Sedat SADİOĞLU'nun 23 Şubat 2025 tarihli yazısı: Hayatın Boyutları-3/3: Gülmek ya da Gülmemek Üzerine

Gülmek 

“Gülmek” belki de insana yakışan en güzel davranıştır. Gülmekten, insanlara, olgulara ve olaylara karşı “gülümseme” anlaşılmalıdır. Gülmekten, kahkaha atarak, yerli yersiz gülmek anlaşılmamalıdır. Gülmek ve gülümsemekle ilgili, en çok bilinen deyimler şunlardır: 

  • Yüzünden gülümseme eksik olmasın 
  • Yüzü gülmek 
  • Gülünce yüzünde güller açıyor 
  • Güler yüz yılanı bile deliğinden çıkarır 
  • Gülümseme ‘sadaka’dır 

Diğer bazı özlü sözler ise şunlardır; 

  • Gülmek, iki insan arasındaki en kısa mesafedir. (Victor Borges) 
  • Gülmek, yan etkisi olmayan tek ilaçtır. (Anonim) 
  • Gülmesini bilmeyen bir insan yalnız ihanet etmekle kalmaz, kendi hayatına da ihanet eder. (Carlyle) 
  • Güzellik güçtür, gülümseyiş de onun kılıcıdır. (Charles Reade) 
  • Her kahkaha bir porsiyon pirzolaya eşittir. (Anonim) 
  • İnsan gülebildiği kadar insandır. (Molyer) 
  • Herkesin sizi sevmesini istiyorsanız, gülümseyin. (Anonim) 

Gülmenin yada gülümsemenin, sevgi belirtisi olduğu da söylenebilir. Sevmediğimiz birisine, ancak mecbur kalırsak, lutufen (lütfen) gülümseriz. 

Gülmek ve sevmek arasında çok yakın bir ilişki vardır. İnsan, ancak sevdiği kişiye gerçekten gülümser. Gülümsemek ve sevmek arasındaki bu ilişkiye en güzel yanıt aşağıdaki (şarkısı yapılmış) şu şiirde verilmiştir; 

Gülmek Sana Yakışıyor 

Sevmek kutsal bir duygudur 

Seni sevmek mutluluktur 

Nazlı nazlı bakıp da gül 

Gülmek sana yakışıyor 

Hiçbir şeyi dert etme sen 

Üzme sakın kendini sen 

Ne olur böyle gülsen 

Gülmek sana yakışıyor (Anonim) 

Umutsuzluk 

Dünyadaki yaşam koşulları, karamsar insan sayısını artırmaktadır. Karamsarlığa kapılanların çoğunu da gençler oluşturmaktadır. Bu durum birçok sosyal problemi de beraberinde getirmektedir. Toplum, çağa ayak uydurmakta zorlanmaktadır. Uyum olsa bile istenen seviyelerde olamamaktadır. Ayrıca, nesiller arasında iletişim problemleri de ortaya çıkmaktadır.  Deneyimli ve yaşlı insanlarla gençler arasındaki iletişim azalmaktadır. Toplum olarak, yaygın bir gelecek kaygısından ve umutsuzluktan (ve hatta mutsuzluktan) söz edilebilir. Dünyanın bütün psikiyatırlarını ve psikologlarını toplasak da bu sorunları en aza indirmekte zorlanırız. Çünkü sorunların odağında, ‘kişinin bağımsız ve özgür iradesi’ yer almaktadır.

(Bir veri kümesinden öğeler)
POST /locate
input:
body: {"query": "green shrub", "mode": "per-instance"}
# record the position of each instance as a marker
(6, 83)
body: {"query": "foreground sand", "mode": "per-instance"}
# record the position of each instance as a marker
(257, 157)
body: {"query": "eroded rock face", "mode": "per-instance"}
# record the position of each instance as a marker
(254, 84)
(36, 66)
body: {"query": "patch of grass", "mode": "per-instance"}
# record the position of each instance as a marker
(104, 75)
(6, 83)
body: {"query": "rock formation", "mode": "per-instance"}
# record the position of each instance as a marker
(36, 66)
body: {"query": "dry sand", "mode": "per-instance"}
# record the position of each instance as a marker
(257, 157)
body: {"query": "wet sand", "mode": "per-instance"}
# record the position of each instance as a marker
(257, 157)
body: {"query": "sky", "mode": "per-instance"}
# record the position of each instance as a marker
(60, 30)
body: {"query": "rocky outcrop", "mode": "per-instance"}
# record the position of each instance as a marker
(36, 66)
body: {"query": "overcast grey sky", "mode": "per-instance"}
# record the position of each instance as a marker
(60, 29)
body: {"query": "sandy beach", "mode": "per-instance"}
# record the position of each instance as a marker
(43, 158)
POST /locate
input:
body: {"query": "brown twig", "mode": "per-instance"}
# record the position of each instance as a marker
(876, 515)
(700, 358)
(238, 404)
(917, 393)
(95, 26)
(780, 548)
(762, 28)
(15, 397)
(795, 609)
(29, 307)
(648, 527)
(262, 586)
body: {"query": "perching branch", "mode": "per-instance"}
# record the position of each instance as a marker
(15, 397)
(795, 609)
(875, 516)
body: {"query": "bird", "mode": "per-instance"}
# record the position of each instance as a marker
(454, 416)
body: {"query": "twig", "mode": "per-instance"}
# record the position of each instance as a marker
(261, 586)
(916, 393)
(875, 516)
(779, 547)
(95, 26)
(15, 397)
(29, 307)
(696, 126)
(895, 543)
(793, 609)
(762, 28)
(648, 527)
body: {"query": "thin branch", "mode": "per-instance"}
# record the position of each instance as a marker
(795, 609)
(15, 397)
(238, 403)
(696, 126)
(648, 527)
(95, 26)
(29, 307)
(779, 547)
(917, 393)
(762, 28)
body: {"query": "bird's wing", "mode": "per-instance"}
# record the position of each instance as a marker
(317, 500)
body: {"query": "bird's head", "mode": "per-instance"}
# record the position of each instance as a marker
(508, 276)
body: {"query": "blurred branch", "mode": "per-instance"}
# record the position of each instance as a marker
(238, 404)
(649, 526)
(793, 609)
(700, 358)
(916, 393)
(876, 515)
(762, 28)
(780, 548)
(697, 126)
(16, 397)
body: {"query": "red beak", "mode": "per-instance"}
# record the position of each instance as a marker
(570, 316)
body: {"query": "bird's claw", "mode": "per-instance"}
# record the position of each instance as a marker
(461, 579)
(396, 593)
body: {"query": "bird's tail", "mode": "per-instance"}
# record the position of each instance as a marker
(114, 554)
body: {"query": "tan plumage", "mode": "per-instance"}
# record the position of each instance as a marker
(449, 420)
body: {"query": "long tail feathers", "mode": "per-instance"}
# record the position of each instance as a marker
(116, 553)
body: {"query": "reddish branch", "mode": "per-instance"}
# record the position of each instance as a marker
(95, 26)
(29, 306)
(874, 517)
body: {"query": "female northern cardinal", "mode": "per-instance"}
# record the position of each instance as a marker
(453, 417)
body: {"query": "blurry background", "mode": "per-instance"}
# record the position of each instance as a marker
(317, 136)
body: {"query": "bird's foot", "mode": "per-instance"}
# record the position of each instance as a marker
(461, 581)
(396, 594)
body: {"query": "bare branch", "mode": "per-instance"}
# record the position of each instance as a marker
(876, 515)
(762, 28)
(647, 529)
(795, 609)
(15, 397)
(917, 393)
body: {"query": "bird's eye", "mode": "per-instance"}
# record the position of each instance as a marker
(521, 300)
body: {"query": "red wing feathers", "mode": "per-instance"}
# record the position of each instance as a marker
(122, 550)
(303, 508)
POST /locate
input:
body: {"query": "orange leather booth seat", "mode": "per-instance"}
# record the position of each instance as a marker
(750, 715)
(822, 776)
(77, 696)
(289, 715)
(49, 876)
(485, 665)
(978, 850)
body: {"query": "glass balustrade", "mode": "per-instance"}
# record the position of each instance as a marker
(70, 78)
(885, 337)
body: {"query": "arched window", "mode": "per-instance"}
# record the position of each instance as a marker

## İstenen Görevler
1) Gülmek üzerine yazıda "İnsan gülebildiği kadar insandır." sözü kime ait gösteriliyor?
2) Gülmek üzerine yazıda "Dünyadaki yaşam koşulları" diye başlayan paragrafı ana bilgilerini koruyarak kısa bir madde listesine dönüştürün.
3) Gülmek üzerine yazıda gülmek ve gülümsemekle ilgili en çok bilinen deyimler olarak hangileri sıralanıyor?

## Beklenen Çıktılar
1) Molyer

2)
- Dünyadaki yaşam koşulları karamsar insan sayısını artırıyor. Karamsarlığa kapılanların çoğu gençler.
- Bu durum birçok sosyal problemi beraberinde getiriyor.
- Toplum çağa ayak uydurmakta zorlanıyor. Uyum olsa bile istenen seviyeye ulaşamıyor.
- Nesiller arasında iletişim problemleri ortaya çıkıyor. Deneyimli ve yaşlı insanlarla gençler arasındaki iletişim azalıyor.
- Toplumda yaygın bir gelecek kaygısı ve umutsuzluk, hatta mutsuzluk var.
- Dünyanın bütün psikiyatrist ve psikologları toplansa da bu sorunları en aza indirmek zor. Çünkü sorunların odağında kişinin bağımsız ve özgür iradesi yer alıyor.

3)
- Yüzünden gülümseme eksik olmasın
- Yüzü gülmek
- Gülünce yüzünde güller açıyor
- Güler yüz yılanı bile deliğinden çıkarır
- Gülümseme ‘sadaka’dır